WORK TASK 1 — Edit the passage on drug use, starting at "Cocaine: Also called" and ending at "challenging to quit.", and change "crack" to "freebase".
WORK TASK 2 —
Answer these questions from the passage on drug use:
(a) What is the pipe used for smoking marijuana called?
(b) What is the rock form of cocaine called?
(c) Which withdrawal symptoms does the passage list for someone who stops using marijuana?
WORK TASK 3 — Please continue the passage on drug use from where it stops.

PAGE EXTRACT —
Some even become 'handlers' or peddlers, who work with the dealers to sell drugs for monetary reasons to buy more drugs.

Let me run you through a few commonly used drugs

1. Marijuana also known as weed, pot, dope and grass. The commonest addiction. Smoked in a cigarette with or without tobacco or in a pipe called a chillum. Also smoked in shots. Many argue that it isn't a drug at all. People get addicted because

2. You feel chilled out

3. Some become talkative, giggly

4. Initially, reduces anxiety colour looks more intense, or music sounds better

5. Hunger pangs.

After a few weeks of use

1. Makes you nauseous

2. Makes you anxious or confused and paranoid

3. Some experience panic attacks and hallucinations

4. It interferes with ability to drive, etc

5. Affects memory

6. Makes you sleepy and lethargic

7. Makes a person demotivated, and disinterested in work, studies, life, etc

8. Tolerance develops over time and people need more and more to keep themselves in a calm state.

9. If one stops using it, one is likely to experience withdrawal symptoms such as cravings, mood swings, irritability and restlessness.

Opium, hashish or hash also make a person drowsy, and gives a sense of calm.

Cocaine: Also called coke. This is a stimulant and keeps people awake causing an increase in heart rate and blood pressure. Cocaine is either snorted or injected in a powder form...or a rock form called crack!

Symptoms (called a trip) include: Dilated pupils, excitability, runny sometimes bleeding nose, weight loss, deterioration in hygiene, financial difficulties, syringes, blades, needles in possession of the person, mood swings and social isolation amongst many more.

Cocaine is a highly addictive drug that can make it challenging to quit.

EXERCISE DATA —
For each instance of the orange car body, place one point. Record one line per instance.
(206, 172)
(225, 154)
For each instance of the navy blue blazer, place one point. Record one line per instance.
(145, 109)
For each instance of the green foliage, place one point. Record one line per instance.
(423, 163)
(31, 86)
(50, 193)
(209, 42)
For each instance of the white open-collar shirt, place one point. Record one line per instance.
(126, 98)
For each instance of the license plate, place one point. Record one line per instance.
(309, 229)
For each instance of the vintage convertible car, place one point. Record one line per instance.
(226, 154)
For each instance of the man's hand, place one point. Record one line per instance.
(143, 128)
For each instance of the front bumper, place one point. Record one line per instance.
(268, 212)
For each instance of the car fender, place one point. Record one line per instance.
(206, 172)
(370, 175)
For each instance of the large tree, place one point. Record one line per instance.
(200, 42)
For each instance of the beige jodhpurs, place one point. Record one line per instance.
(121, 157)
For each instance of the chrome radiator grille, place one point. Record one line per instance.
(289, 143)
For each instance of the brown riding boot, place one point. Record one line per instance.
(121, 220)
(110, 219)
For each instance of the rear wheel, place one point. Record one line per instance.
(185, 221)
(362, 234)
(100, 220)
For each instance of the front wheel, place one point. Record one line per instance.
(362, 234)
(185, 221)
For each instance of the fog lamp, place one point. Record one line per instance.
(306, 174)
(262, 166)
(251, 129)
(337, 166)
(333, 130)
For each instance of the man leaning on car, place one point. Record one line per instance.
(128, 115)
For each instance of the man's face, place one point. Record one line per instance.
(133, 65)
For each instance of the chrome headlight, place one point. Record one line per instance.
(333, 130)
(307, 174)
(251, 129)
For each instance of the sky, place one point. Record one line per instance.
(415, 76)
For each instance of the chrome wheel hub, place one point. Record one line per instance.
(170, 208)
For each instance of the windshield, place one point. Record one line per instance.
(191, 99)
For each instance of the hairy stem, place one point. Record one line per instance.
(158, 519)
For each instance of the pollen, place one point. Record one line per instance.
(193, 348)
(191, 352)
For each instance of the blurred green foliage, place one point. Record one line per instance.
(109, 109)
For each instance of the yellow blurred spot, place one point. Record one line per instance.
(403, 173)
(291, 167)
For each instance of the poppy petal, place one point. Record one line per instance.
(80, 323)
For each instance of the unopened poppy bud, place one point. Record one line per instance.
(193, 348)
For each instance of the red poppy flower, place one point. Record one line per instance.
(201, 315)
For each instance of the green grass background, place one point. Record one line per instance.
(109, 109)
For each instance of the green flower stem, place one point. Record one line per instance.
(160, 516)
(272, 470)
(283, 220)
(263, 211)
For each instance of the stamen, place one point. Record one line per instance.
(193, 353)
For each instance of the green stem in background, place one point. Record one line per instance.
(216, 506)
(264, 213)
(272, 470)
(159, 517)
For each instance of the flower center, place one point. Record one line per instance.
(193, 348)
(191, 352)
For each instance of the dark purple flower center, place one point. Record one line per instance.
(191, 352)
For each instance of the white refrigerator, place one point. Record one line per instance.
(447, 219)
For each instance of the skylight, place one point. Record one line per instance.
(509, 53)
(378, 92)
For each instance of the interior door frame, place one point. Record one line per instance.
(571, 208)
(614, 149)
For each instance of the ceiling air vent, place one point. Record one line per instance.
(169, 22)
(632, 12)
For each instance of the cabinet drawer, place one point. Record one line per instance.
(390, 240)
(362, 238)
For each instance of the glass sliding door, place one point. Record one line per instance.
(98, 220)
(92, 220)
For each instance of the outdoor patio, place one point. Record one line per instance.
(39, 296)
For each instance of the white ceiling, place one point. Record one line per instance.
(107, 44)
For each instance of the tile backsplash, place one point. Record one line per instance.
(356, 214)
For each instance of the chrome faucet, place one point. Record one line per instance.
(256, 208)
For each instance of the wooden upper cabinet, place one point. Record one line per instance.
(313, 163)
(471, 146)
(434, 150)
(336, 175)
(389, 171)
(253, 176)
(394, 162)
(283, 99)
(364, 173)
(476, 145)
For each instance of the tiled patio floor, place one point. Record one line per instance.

ANSWER BOX 1 —
Cocaine: Also called coke. This is a stimulant and keeps people awake causing an increase in heart rate and blood pressure. Cocaine is either snorted or injected in a powder form...or a rock form called freebase!

Symptoms (called a trip) include: Dilated pupils, excitability, runny sometimes bleeding nose, weight loss, deterioration in hygiene, financial difficulties, syringes, blades, needles in possession of the person, mood swings and social isolation amongst many more.

Cocaine is a highly addictive drug that can make it challenging to quit.

ANSWER BOX 2 —
(a) A chillum.
(b) Crack.
(c) Cravings, mood swings, irritability and restlessness.

ANSWER BOX 3 —
Ecstasy or MDMA; LSD or Acid; Shrooms or Magic Mushrooms. All contain hallucinogens and are all highly addictive. The symptoms are almost like cocaine. By giving you a few of the symptoms of addiction of a few of these drugs I hope to increase the knowledge base of family members who will be able to recognise signs of misuse or addiction.

This is not an exhaustive list...I have just listed very few but commonly abused drugs.

There is also alcohol, nicotine, tobacco products like gutkha, etc which are also addictive.

What to do?

1. Talk to your brother. Maybe confronting him may not be a great idea immediately

2. Reason with him

3. Take professional help

4. Doctors usually conduct a few blood tests and check for blood levels of the drugs.

5. Treatment depends on the level of abuse, number of drugs abused, and several other factors.

6. Family support is extremely important at this stage

7. Don't treat him like a wayward person...treat him just like someone who needs help

8. Psychotherapy both for your brother and for the family is important as you all need to learn coping skills too

9. Sometimes, rehabilitation and admission may benefit.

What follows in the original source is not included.